- CONSIGNE A: Quelles lignes des enregistrements contiennent la chaîne « pole » ? Relevez-les toutes, en tenant compte de la casse.
- - - - - - -
La relation que nous entretenons avec les maitres indiens est certainement plus complexe que celle que nous avons avec nos grands prédécesseurs francophones. Elle divise encore le microcosme du yoga et elle paraît trop intime, trop empreinte d’adhésion ou de rejet pour être considérée calmement à l’aune de la pédagogie et de ses modèles.
Mais ce pourrait-il que nous sortions un instant de notre admiration légitime pour analyser objectivement le rapport entre le langage et l’enseignement du yoga ? Tel est le thème de cet article, et je développerai trois niveaux distincts de langage dans ce qui se rapporte à l’enseignement du yoga postural. Car ce yoga-là, fondé sur une activité postural, essence pratique de la plupart des cours de yoga, peut tout à fait être analysé selon son langage, ses intentions, ses développements, ce qu’il ignore, ce qu’il dit et ce qu’il cache.
Quelle que soit la méthode enseignée, la technique revendiquée, on peut distinguer trois niveaux de langage dans un cours de yoga : 1/ le langage descriptif ; 2/ le langage complémentaire ; 3/ le langage dissocié.
1/ Le langage descriptif est celui que je m’efforce de réduire par tous les moyens possibles quelle que soit la situation pédagogique. Globalement, cela revient à éviter le double emploi d’un discours qui s’efforce de décrire ce que le corps est en train de pratiquer. Certains modèles pédagogiques ne pourront malheureusement pas éviter le langage descriptif de premier degré. Il est important qu’un élève ait clairement en tête l’exercice qu’il doit réaliser ; si la moindre confusion prédomine quant à ce qui lui est demandé, sa disponibilité mentale sera insuffisante et son hésitation grandissante. Voyons dans quelle mesure les consignes propres à une posture peuvent être clairement signalées à un élève.
a/ l’élève est débutant.
En ce cas, toute information est nouvelle et tout reste à explorer. Les mécanismes de répétition et les repères dans le cours de yoga ne sont pas encore intégrés, si bien que la double information visuelle et descriptive n’est pas vraiment gênante si elle apporte une confirmation par rapport à l’exercice proposé.
b/ le professeur démontre la posture avant qu’elle soit pratiquée par les élèves.
Il choisit la plupart du temps de commenter anatomiquement ou mécaniquement ce qu’il est en train de faire devant sa classe. C’est le même cas de figure si le professeur choisit de prendre un élève pour terrain de démonstration, en commentant ce que l’élève de référence est en train de faire selon ses directives. Une double démonstration (visuelle et explicative) peut desservir la mémoire visuelle de l’élève et l’incite à faire davantage confiance aux mots et à l’intellect, plutôt qu’à l’œil qui perçoit les détails et s’attache à une autre forme de compréhension, sans devoir faire appel à un discours redondant. Mais lorsque c’est au tour de l’élève de réaliser la posture qu’il vient d’observer, le professeur peut être tenté de redire exactement la même chose que lors de sa démonstration, et c’est l’exemple typique d’un discours primaire qui se limite à la description.
- - - - - - -
- CONSIGNE B: Renvoyez mot pour mot le passage du texte sur le langage dans l'enseignement du yoga compris entre « Mais ce pourrait-il » et « le langage dissocié. », bornes incluses.
- - - - - - -
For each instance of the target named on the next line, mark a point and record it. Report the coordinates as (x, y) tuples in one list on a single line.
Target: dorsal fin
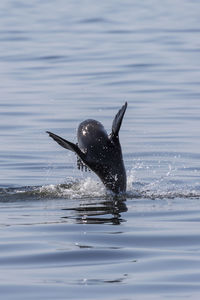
[(67, 145), (118, 121)]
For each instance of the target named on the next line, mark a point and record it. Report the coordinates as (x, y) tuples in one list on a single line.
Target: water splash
[(92, 188)]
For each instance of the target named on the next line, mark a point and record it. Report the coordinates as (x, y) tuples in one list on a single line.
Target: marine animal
[(99, 151)]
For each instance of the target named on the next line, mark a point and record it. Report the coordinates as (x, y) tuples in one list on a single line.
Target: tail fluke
[(118, 121)]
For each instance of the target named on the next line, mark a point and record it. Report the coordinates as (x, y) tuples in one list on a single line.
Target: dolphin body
[(99, 151)]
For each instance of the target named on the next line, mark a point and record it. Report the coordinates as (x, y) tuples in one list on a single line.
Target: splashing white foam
[(79, 189)]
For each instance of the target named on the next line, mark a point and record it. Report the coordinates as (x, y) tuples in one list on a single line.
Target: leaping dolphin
[(99, 151)]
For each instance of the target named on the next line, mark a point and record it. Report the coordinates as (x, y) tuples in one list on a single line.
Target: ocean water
[(63, 236)]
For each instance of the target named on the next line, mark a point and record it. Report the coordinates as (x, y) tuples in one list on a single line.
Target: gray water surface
[(63, 236)]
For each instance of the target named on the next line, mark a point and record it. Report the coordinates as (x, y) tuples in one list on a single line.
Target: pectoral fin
[(118, 121), (67, 145)]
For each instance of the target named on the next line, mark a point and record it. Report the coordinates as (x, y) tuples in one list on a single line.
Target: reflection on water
[(98, 212)]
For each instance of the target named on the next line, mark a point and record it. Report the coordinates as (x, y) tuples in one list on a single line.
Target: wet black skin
[(99, 151)]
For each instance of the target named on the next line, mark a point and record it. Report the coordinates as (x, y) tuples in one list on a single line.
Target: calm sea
[(62, 236)]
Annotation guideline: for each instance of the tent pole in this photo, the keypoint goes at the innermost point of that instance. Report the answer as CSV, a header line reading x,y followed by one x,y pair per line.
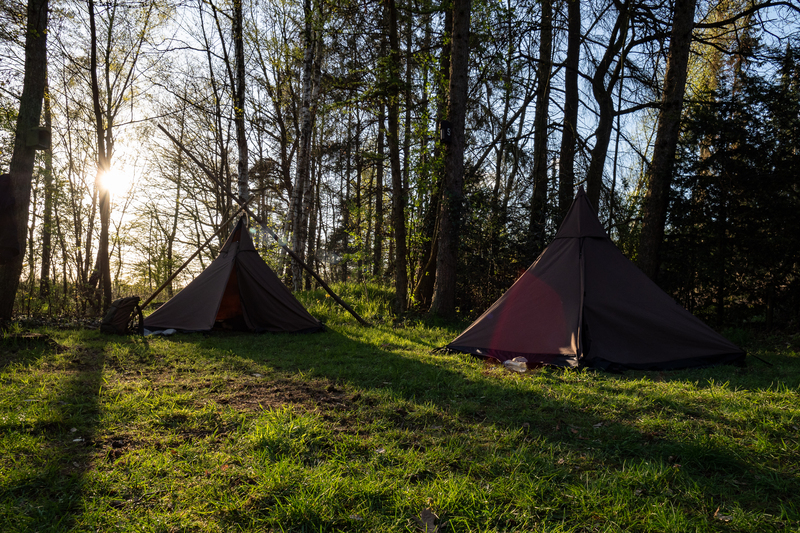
x,y
186,263
263,225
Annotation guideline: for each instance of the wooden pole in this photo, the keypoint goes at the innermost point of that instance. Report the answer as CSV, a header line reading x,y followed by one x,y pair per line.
x,y
264,226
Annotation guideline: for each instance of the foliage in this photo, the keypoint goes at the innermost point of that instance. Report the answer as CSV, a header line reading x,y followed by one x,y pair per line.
x,y
363,429
732,247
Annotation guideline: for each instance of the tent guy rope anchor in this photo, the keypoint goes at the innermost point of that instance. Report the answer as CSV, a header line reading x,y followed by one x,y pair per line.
x,y
258,219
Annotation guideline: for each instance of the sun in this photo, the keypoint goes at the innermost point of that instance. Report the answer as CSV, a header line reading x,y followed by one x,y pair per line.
x,y
119,181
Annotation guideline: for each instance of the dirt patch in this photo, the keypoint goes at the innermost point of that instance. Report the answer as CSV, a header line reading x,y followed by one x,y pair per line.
x,y
11,346
254,395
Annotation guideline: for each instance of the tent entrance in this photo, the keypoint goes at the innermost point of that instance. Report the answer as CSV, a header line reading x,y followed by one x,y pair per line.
x,y
230,314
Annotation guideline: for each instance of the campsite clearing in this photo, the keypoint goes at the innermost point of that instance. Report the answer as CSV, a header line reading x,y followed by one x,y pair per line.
x,y
359,429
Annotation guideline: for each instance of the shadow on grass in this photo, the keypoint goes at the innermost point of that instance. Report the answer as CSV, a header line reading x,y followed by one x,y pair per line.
x,y
572,426
45,490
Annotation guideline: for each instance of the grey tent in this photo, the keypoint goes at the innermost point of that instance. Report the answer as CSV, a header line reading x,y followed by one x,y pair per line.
x,y
584,303
237,291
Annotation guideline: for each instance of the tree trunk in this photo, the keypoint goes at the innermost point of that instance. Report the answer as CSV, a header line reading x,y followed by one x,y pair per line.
x,y
377,249
603,83
398,191
539,200
656,200
444,294
103,274
22,159
569,136
47,216
302,190
239,103
423,292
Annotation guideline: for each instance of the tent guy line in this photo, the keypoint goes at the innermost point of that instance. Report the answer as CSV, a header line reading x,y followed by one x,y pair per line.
x,y
237,292
258,219
583,303
195,254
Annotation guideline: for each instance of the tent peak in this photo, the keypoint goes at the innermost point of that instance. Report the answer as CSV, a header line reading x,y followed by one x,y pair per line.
x,y
581,220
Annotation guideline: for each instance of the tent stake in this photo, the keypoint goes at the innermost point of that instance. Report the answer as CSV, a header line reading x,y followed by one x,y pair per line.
x,y
263,225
- - - - - - -
- RÉPONSE CORRECTE A:
Annotation guideline: for each instance of the tent pole in this photo, the keypoint goes at the innermost point of that instance. Report the answer as CSV, a header line reading x,y followed by one x,y pair per line.
Annotation guideline: for each instance of the wooden pole in this photo, the keypoint goes at the innermost point of that instance. Report the answer as CSV, a header line reading x,y followed by one x,y pair per line.

- RÉPONSE CORRECTE B:
Mais ce pourrait-il que nous sortions un instant de notre admiration légitime pour analyser objectivement le rapport entre le langage et l’enseignement du yoga ? Tel est le thème de cet article, et je développerai trois niveaux distincts de langage dans ce qui se rapporte à l’enseignement du yoga postural. Car ce yoga-là, fondé sur une activité postural, essence pratique de la plupart des cours de yoga, peut tout à fait être analysé selon son langage, ses intentions, ses développements, ce qu’il ignore, ce qu’il dit et ce qu’il cache.
Quelle que soit la méthode enseignée, la technique revendiquée, on peut distinguer trois niveaux de langage dans un cours de yoga : 1/ le langage descriptif ; 2/ le langage complémentaire ; 3/ le langage dissocié.